## WHAT YOU SHOULD DO
How many lines in the records below contain the string "background", matching case exactly? Give only the number.

## Location labeling records

>> begin

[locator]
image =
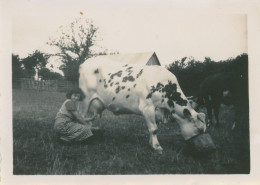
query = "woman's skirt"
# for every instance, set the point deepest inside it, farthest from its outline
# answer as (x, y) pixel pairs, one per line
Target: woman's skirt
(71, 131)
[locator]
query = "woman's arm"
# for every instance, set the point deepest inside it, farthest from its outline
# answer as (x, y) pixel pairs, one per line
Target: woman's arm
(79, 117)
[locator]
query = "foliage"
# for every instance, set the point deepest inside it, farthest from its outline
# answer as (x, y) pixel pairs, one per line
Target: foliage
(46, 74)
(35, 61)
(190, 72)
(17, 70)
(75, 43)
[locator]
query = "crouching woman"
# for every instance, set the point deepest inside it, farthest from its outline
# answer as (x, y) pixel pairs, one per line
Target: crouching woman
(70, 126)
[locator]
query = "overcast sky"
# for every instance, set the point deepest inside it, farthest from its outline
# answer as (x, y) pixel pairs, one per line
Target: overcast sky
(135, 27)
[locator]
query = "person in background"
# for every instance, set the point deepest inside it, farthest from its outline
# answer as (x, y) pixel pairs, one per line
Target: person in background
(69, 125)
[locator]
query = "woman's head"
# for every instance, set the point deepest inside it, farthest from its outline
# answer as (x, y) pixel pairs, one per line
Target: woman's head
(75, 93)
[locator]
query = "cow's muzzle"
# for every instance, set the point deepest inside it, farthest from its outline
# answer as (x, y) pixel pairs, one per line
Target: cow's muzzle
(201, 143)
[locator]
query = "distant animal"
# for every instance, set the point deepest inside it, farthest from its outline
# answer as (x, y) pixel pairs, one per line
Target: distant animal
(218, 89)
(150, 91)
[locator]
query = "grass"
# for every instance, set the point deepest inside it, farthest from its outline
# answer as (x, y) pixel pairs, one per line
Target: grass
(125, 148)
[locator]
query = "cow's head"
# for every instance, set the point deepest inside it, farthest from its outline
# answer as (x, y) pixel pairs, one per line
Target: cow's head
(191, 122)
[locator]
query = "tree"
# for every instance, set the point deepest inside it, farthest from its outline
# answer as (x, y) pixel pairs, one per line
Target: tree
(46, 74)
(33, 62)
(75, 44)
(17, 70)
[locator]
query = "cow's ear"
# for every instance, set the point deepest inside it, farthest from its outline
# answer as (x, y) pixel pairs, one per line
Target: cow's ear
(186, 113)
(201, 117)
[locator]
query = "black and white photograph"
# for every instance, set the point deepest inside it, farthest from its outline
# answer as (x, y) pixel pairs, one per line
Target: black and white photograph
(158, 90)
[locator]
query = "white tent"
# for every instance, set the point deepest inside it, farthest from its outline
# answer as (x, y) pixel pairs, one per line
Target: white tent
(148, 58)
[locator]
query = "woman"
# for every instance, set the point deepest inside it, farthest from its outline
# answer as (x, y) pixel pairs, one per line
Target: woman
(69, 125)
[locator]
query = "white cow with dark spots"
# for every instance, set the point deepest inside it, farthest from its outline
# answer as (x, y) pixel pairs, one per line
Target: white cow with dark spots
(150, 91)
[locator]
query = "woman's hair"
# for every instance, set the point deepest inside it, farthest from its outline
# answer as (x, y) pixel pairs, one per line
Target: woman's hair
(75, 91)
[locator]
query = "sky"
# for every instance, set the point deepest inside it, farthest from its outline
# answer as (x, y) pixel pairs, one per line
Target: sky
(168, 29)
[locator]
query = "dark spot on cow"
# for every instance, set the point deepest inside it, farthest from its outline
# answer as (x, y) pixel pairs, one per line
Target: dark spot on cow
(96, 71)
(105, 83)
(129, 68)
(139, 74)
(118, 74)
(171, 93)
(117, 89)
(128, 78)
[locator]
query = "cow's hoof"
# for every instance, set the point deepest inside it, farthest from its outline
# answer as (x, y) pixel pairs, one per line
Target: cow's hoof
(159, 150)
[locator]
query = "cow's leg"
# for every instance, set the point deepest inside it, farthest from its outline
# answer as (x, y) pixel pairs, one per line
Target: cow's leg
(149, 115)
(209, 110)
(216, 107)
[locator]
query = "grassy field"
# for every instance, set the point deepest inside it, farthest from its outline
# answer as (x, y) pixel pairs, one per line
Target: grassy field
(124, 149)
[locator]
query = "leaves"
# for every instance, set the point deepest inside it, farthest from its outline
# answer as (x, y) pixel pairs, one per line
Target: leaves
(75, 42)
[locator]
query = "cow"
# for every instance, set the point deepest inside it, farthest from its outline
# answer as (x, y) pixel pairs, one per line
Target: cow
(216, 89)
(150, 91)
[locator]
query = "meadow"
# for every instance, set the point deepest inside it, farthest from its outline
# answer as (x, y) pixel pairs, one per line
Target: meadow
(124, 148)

>> end
>> begin

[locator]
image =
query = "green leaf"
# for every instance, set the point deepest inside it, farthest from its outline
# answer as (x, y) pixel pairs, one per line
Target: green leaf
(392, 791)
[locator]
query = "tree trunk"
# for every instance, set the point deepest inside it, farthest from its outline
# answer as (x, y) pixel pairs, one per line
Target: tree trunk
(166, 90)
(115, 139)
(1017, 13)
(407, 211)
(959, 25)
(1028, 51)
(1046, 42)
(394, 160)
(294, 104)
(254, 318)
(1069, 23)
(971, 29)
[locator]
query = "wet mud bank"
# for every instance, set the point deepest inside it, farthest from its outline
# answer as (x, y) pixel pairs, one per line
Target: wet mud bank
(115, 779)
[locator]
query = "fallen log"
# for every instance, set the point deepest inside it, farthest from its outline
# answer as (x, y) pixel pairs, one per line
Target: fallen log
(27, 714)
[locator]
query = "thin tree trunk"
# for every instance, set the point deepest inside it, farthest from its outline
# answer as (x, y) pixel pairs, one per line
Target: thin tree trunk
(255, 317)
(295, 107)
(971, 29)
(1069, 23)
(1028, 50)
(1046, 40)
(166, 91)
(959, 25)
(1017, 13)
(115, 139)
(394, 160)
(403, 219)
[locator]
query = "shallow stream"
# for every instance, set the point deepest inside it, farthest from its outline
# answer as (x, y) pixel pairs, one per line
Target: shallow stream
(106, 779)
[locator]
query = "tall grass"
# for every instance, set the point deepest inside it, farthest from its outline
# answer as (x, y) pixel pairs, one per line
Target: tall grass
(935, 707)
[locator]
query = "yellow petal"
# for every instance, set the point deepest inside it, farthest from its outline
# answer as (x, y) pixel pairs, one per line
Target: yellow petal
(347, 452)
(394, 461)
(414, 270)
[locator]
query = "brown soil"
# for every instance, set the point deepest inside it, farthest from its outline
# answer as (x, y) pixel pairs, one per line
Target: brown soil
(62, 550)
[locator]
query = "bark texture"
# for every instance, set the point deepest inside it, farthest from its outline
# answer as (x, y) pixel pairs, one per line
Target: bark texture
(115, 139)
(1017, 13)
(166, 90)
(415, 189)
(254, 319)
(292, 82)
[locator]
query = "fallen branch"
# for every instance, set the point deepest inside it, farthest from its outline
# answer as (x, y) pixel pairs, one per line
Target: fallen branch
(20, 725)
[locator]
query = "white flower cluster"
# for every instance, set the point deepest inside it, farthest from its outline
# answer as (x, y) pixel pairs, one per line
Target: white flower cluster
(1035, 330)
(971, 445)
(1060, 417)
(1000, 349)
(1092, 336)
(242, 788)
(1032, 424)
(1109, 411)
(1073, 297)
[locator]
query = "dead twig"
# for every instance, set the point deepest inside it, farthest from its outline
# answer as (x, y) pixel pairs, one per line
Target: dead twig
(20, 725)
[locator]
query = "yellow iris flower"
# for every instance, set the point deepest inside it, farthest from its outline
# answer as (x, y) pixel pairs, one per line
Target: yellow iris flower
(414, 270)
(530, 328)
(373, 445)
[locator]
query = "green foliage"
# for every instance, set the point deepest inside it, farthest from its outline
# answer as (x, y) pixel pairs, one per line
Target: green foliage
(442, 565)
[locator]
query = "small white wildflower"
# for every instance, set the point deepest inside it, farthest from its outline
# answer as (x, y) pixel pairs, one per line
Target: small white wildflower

>> end

## CORRECT OUTPUT
2